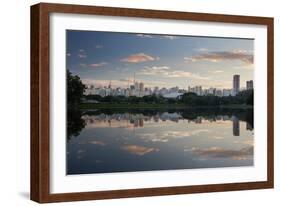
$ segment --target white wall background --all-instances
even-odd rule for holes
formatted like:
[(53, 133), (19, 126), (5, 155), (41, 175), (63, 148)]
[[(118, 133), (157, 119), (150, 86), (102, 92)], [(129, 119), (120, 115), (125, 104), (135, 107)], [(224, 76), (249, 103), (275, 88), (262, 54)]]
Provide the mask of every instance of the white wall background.
[[(30, 62), (29, 7), (36, 0), (2, 0), (0, 32), (0, 205), (36, 205), (29, 200)], [(277, 205), (281, 200), (281, 13), (277, 0), (46, 0), (99, 6), (270, 16), (275, 18), (275, 189), (220, 192), (52, 205)], [(279, 94), (278, 94), (279, 93)], [(280, 204), (280, 203), (279, 203)]]

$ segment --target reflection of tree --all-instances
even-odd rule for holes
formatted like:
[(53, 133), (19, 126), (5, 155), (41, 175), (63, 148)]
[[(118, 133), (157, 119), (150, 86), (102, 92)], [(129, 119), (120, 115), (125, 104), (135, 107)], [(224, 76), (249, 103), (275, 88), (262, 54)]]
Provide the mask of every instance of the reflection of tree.
[(237, 121), (247, 122), (251, 130), (254, 128), (253, 109), (100, 109), (86, 111), (84, 114), (89, 117), (95, 116), (98, 120), (130, 120), (132, 124), (149, 119), (153, 119), (155, 122), (159, 120), (177, 122), (179, 119), (186, 119), (195, 123), (201, 123), (202, 119), (213, 122), (217, 120), (231, 120), (232, 117), (235, 117)]
[(81, 118), (82, 112), (78, 109), (68, 108), (67, 110), (67, 140), (76, 137), (85, 127), (85, 120)]

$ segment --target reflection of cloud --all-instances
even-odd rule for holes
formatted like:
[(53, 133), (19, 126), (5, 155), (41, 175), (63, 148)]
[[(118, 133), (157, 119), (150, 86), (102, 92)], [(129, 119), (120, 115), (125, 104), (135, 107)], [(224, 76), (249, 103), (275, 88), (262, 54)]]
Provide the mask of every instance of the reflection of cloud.
[(164, 77), (170, 77), (170, 78), (194, 78), (194, 79), (201, 79), (201, 80), (207, 80), (209, 77), (203, 77), (198, 74), (193, 74), (191, 72), (182, 71), (182, 70), (174, 70), (171, 69), (168, 66), (153, 66), (153, 67), (145, 67), (141, 70), (140, 74), (142, 75), (162, 75)]
[(191, 136), (196, 136), (204, 132), (208, 132), (207, 129), (197, 129), (193, 131), (165, 131), (163, 133), (144, 133), (140, 134), (139, 137), (144, 139), (146, 142), (168, 142), (171, 139), (181, 139)]
[(176, 36), (171, 36), (171, 35), (165, 35), (165, 36), (163, 36), (164, 38), (166, 38), (166, 39), (170, 39), (170, 40), (174, 40), (174, 39), (177, 39), (178, 37), (176, 37)]
[(101, 49), (101, 48), (103, 48), (103, 45), (96, 45), (96, 48)]
[(77, 150), (77, 154), (81, 154), (81, 153), (84, 153), (84, 152), (85, 152), (85, 150), (82, 150), (82, 149)]
[(207, 149), (192, 148), (193, 154), (205, 157), (205, 158), (230, 158), (235, 160), (245, 160), (252, 158), (254, 150), (253, 146), (245, 147), (240, 150), (228, 150), (220, 147), (210, 147)]
[(122, 62), (128, 63), (140, 63), (140, 62), (147, 62), (147, 61), (154, 61), (157, 58), (149, 56), (144, 53), (132, 54), (124, 59), (121, 59)]
[(132, 154), (135, 155), (145, 155), (149, 152), (158, 152), (159, 149), (157, 148), (153, 148), (153, 147), (143, 147), (143, 146), (138, 146), (138, 145), (128, 145), (128, 146), (124, 146), (122, 147), (123, 150), (126, 150)]
[(102, 142), (102, 141), (97, 141), (97, 140), (93, 140), (89, 142), (90, 144), (95, 144), (95, 145), (100, 145), (100, 146), (105, 146), (106, 143)]
[(213, 51), (206, 52), (203, 54), (197, 54), (191, 57), (185, 57), (186, 61), (211, 61), (219, 62), (225, 60), (240, 60), (246, 64), (253, 64), (253, 54), (248, 53), (245, 50), (233, 50), (233, 51)]
[(98, 68), (98, 67), (103, 67), (105, 65), (107, 65), (106, 62), (100, 62), (100, 63), (90, 64), (89, 66), (92, 67), (92, 68)]
[(152, 38), (152, 36), (149, 34), (137, 34), (136, 36), (141, 38)]
[(219, 74), (219, 73), (223, 73), (222, 70), (215, 70), (215, 71), (209, 71), (210, 73), (213, 73), (213, 74)]
[(86, 54), (78, 54), (77, 55), (79, 58), (81, 59), (86, 59), (87, 58), (87, 55)]
[(211, 139), (217, 139), (217, 140), (221, 140), (221, 139), (224, 139), (224, 137), (222, 136), (213, 136), (213, 137), (210, 137)]

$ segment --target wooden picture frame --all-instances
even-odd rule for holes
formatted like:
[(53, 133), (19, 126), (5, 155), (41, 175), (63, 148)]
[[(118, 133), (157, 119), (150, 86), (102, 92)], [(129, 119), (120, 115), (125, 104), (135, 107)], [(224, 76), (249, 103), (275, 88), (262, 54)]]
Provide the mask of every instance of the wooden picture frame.
[[(140, 17), (263, 25), (267, 27), (267, 180), (194, 186), (137, 188), (128, 190), (50, 193), (50, 21), (51, 13)], [(273, 18), (206, 13), (111, 8), (40, 3), (31, 7), (31, 200), (39, 203), (111, 198), (177, 195), (273, 188)]]

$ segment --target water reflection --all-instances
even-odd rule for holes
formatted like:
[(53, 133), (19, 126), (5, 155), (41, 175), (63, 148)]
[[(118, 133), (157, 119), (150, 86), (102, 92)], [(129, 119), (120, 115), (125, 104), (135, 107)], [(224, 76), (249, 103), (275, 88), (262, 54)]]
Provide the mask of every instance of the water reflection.
[(75, 114), (80, 126), (68, 128), (68, 174), (253, 165), (252, 110)]

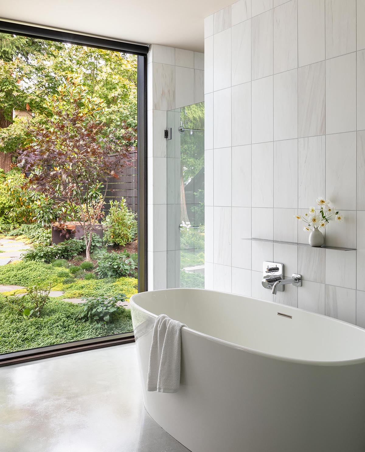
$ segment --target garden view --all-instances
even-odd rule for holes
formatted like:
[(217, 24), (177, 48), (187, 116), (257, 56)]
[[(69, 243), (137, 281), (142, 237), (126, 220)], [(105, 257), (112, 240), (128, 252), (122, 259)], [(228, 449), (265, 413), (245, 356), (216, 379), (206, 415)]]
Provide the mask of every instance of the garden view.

○ ○ ○ ○ ○ ○ ○

### Aim
Reproduce word for word everything from the line containing "garden view --all-instances" down to the last line of the rows above.

### Solution for this task
$ segment --target garden view --all-instances
even-odd rule for holes
formatted like:
[(217, 24), (177, 48), (187, 116), (257, 56)]
[[(69, 243), (137, 281), (142, 237), (126, 220)], [(105, 257), (112, 240), (128, 252), (122, 259)], [(228, 449), (265, 413), (245, 356), (216, 379), (206, 415)]]
Provide the mask of every instance of the garden view.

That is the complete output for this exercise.